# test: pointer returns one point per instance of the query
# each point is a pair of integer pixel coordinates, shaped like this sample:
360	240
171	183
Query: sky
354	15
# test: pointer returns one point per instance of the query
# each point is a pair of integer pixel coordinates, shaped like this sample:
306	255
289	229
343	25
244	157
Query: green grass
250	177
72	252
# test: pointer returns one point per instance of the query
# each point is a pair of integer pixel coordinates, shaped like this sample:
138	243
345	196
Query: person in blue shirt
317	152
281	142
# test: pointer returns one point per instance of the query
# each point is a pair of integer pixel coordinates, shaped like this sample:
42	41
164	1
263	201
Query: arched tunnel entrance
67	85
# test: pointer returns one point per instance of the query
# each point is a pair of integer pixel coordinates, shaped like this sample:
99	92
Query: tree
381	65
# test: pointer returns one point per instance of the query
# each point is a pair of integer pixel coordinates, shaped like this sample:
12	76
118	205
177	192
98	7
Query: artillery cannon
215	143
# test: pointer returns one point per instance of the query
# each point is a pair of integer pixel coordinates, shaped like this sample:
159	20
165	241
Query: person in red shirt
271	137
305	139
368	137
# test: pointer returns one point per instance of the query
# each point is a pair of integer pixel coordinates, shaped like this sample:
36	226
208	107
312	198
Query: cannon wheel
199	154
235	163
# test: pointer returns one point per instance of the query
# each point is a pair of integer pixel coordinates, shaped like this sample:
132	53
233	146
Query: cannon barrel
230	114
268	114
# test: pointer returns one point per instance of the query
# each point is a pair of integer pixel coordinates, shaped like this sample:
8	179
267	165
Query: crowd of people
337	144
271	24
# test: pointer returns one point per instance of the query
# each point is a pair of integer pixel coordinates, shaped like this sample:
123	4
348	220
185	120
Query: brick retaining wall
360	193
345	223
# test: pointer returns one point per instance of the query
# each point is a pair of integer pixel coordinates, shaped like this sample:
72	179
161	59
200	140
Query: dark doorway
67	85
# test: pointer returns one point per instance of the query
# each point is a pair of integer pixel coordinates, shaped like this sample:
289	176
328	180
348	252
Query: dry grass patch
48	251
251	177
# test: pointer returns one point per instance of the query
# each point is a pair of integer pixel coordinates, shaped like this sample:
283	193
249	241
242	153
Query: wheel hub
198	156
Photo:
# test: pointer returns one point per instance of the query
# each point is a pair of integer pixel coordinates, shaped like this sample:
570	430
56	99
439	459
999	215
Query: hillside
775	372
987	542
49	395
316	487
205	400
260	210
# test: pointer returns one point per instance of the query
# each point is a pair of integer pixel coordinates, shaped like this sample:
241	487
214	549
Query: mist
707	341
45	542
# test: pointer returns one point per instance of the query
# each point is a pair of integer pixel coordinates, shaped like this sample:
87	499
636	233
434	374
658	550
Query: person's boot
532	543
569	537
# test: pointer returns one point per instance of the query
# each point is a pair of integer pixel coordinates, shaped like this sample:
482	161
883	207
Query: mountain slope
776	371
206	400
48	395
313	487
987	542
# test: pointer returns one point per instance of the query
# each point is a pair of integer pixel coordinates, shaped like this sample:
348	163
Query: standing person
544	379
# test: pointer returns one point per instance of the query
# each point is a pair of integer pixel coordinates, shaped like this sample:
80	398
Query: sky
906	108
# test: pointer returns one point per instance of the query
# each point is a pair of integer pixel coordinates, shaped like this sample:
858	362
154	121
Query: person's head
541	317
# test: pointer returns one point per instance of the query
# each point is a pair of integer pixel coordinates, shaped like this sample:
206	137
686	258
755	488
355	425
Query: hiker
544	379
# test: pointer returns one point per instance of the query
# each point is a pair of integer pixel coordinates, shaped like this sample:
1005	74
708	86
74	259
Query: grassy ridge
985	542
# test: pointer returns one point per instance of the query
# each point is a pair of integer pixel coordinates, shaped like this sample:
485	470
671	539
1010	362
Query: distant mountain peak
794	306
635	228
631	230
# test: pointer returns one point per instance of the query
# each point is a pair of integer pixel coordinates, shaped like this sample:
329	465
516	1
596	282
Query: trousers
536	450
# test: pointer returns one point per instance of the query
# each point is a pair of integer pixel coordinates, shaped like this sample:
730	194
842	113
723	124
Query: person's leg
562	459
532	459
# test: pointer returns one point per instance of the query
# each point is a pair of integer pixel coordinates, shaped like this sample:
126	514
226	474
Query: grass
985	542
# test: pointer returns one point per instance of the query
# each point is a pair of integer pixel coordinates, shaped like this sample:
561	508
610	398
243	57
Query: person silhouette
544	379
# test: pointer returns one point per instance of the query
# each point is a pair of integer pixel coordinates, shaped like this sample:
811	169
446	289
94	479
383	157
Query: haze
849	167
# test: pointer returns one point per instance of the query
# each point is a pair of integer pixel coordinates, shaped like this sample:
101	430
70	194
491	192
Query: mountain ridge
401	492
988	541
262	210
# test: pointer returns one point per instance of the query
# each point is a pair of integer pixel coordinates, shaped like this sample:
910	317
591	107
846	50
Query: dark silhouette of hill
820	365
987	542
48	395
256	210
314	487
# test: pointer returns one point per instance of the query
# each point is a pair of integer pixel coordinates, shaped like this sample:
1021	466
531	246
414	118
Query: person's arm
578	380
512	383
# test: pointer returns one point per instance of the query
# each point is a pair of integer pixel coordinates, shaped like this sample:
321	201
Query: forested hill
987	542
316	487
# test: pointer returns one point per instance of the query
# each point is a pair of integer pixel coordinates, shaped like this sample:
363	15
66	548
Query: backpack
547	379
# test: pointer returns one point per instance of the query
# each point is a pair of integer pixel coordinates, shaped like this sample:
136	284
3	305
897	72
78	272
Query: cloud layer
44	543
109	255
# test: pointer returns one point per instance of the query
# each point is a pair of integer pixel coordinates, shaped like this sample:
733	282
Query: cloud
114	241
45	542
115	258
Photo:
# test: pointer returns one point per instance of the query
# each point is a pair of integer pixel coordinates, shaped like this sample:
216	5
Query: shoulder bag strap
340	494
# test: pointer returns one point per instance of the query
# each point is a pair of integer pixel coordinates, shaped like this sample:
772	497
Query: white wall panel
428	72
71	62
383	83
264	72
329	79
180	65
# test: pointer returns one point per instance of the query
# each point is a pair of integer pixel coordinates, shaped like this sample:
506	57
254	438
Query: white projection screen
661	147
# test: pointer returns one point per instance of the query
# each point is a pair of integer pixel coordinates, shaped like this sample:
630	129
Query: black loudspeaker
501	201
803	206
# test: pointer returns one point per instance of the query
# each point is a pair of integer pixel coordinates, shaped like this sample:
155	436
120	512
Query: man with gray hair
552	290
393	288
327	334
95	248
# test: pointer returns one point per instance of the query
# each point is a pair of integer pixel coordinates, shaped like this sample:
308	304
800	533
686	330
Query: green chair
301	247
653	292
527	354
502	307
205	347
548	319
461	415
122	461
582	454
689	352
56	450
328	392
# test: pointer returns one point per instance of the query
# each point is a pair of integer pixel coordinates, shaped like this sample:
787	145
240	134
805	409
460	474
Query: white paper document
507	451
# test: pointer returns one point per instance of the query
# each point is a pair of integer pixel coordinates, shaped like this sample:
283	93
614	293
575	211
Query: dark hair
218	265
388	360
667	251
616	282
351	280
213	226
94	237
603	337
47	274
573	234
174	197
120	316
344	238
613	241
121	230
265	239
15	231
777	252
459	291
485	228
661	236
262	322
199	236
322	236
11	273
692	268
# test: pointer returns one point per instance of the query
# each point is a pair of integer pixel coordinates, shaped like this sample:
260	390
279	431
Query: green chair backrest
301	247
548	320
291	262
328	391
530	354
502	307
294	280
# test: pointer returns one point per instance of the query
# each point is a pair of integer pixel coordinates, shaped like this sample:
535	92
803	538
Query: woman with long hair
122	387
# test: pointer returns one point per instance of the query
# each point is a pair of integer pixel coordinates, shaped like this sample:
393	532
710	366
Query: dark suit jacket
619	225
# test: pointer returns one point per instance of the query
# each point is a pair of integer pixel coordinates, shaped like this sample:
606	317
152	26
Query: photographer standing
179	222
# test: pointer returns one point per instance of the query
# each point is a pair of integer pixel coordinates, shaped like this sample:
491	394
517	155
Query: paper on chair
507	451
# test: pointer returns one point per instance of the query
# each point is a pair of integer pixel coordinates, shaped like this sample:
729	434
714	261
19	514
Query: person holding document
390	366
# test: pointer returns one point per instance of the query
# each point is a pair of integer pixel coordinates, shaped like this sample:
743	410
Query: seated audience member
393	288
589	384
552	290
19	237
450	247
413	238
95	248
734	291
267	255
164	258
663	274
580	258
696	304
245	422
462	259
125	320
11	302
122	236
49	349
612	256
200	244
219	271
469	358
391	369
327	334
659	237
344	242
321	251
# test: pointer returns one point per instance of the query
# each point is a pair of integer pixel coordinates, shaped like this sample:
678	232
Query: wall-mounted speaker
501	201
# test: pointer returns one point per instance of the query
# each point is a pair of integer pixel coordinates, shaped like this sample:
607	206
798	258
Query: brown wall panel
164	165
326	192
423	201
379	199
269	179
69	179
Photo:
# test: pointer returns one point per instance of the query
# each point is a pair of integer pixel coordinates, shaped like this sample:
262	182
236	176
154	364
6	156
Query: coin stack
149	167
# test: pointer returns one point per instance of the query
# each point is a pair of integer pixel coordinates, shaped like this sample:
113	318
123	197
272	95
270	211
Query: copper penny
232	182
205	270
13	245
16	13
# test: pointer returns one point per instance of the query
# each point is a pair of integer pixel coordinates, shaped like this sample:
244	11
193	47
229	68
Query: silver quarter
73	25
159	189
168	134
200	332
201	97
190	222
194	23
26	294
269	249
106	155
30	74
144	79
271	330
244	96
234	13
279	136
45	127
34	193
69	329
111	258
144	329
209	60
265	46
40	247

:: What this task involves ::
Which lines in the records above contain the string "wall"? Collect each one and copy it in full.

:: Task solution ::
Query: brick retaining wall
Query: white wall panel
Query: wall-mounted speaker
Query: brown wall panel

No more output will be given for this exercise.